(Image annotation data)
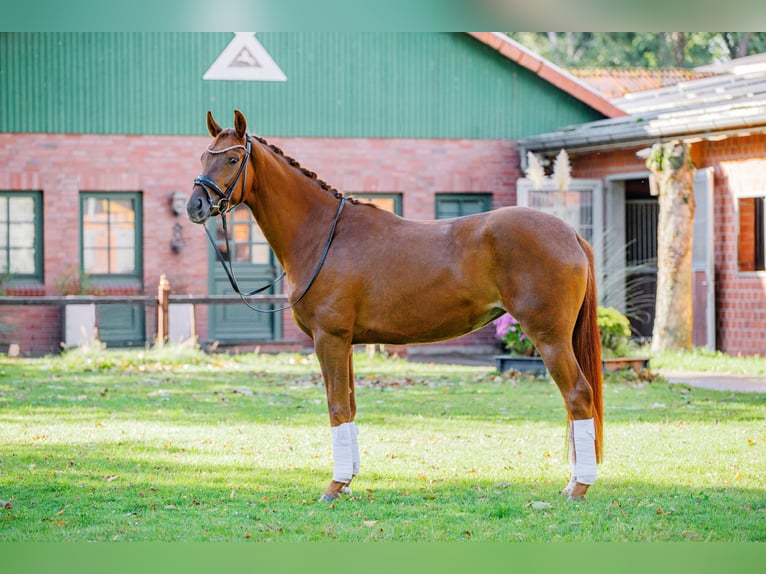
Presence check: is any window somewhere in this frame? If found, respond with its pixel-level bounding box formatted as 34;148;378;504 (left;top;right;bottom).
0;191;43;282
80;192;142;280
436;193;492;219
737;197;766;271
350;193;402;215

Problem description: List every line in the material above that contains the string "bottom", matching case exactly.

Reply to the exercise:
Presence check: is any window somewhere in this frame? If found, respond with its pixel-level bounding box formatted as 34;148;378;504 (left;top;right;bottom).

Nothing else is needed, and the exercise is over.